**Work to be completed:**
Your task is to copy every line of the entries that holds the word "pine".
Material supplied START
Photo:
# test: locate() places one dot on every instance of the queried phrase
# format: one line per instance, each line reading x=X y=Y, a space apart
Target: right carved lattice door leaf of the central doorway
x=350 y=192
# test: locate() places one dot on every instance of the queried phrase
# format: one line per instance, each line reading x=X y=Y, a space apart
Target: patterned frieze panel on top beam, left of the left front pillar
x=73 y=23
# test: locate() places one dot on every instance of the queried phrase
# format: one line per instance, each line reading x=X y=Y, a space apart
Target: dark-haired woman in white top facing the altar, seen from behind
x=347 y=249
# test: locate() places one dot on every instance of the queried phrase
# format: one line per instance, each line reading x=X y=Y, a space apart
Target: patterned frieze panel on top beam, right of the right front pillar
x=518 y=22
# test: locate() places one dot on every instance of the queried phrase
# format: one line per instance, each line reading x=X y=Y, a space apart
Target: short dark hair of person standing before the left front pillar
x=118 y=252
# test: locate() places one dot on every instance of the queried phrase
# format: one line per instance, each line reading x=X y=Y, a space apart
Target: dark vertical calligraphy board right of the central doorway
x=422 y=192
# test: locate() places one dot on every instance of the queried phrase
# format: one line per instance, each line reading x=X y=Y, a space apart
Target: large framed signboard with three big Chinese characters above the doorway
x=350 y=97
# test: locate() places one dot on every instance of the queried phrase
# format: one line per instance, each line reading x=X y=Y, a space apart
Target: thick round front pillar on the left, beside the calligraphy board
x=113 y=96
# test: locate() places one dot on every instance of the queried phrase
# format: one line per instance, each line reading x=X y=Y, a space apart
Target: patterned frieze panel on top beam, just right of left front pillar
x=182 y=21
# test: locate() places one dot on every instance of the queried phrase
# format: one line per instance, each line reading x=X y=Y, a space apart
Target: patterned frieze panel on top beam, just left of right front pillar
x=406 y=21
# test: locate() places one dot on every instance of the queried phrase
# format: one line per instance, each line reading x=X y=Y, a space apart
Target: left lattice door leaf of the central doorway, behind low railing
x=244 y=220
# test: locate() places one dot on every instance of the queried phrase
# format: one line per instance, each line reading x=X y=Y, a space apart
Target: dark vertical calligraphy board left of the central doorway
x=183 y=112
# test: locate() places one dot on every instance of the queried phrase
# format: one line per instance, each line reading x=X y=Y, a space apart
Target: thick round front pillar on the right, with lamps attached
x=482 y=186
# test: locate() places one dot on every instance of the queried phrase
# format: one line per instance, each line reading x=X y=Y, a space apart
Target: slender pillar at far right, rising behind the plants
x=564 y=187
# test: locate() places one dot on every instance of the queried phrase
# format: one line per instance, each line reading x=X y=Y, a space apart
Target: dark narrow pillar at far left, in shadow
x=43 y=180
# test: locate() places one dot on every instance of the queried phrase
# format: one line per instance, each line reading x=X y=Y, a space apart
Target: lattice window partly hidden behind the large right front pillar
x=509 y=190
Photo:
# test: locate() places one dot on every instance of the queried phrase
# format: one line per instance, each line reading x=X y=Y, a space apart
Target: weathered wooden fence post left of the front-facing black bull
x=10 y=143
Material supplied END
Material supplied START
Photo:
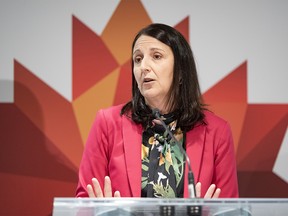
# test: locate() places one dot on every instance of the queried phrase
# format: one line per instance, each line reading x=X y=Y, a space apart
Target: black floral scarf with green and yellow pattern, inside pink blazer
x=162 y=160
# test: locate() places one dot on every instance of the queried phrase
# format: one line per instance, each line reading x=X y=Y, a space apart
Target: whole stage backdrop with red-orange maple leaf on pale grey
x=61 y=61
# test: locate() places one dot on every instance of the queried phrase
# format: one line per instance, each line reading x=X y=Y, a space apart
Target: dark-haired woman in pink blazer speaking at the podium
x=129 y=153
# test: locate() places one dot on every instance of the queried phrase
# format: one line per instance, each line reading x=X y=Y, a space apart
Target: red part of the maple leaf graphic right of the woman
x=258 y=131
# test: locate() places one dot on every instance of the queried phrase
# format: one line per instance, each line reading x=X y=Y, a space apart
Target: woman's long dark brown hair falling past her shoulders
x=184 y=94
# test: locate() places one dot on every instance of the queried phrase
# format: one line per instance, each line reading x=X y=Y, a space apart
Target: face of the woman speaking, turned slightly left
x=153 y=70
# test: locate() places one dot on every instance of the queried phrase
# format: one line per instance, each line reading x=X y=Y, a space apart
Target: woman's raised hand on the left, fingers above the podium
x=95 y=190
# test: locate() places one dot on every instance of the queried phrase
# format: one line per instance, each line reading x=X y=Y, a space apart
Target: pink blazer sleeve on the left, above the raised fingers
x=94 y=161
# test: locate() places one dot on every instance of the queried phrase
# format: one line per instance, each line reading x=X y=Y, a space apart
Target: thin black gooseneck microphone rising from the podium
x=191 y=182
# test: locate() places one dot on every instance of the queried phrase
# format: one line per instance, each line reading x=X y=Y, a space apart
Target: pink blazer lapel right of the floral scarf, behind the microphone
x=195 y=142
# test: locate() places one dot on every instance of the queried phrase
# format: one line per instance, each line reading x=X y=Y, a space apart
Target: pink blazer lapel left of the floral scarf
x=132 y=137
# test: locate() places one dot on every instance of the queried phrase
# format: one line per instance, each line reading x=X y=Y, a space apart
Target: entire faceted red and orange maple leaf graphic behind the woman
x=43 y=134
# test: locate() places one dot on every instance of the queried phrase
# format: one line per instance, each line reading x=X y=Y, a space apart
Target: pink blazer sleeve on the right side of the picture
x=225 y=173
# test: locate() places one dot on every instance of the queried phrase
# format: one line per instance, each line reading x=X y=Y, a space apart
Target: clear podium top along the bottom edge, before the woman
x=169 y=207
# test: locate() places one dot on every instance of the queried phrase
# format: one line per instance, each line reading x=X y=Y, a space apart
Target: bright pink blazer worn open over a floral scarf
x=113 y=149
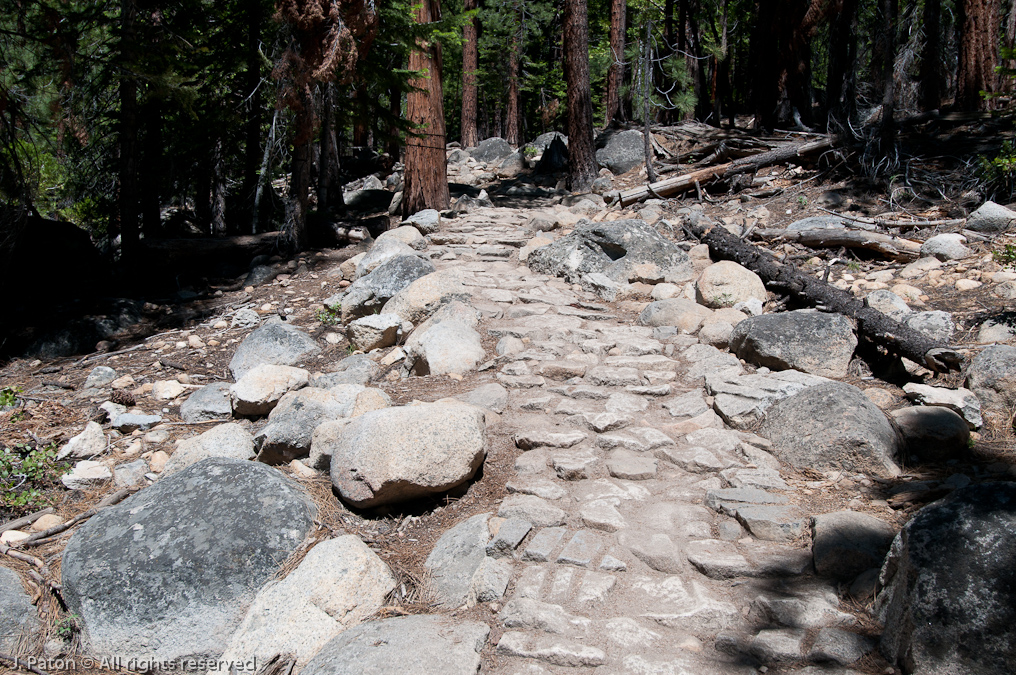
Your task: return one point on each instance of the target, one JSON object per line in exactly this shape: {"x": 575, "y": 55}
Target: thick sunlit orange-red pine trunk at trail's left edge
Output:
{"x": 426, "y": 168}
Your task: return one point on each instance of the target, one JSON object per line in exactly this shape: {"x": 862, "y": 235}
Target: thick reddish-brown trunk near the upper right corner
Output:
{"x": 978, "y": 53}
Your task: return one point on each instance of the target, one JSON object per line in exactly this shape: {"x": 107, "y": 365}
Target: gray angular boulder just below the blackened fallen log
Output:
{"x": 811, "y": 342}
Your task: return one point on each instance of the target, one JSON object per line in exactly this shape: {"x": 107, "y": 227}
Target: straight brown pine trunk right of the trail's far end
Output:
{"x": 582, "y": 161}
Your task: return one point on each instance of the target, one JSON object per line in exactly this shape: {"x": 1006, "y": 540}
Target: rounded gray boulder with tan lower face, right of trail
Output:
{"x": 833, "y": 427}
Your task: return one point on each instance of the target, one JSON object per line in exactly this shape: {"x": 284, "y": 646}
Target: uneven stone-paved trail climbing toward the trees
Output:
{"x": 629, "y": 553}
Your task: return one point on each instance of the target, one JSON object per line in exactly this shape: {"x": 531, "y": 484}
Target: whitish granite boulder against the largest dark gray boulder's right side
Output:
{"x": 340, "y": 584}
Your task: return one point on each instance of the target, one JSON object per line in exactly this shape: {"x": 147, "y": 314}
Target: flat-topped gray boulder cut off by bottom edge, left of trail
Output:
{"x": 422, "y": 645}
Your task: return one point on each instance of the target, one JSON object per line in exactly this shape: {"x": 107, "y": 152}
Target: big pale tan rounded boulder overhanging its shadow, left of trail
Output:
Material supplied END
**Result:**
Target: thick sunlit orange-red pine trunk at trail's left edge
Target: straight brown pine trunk right of the trail's far end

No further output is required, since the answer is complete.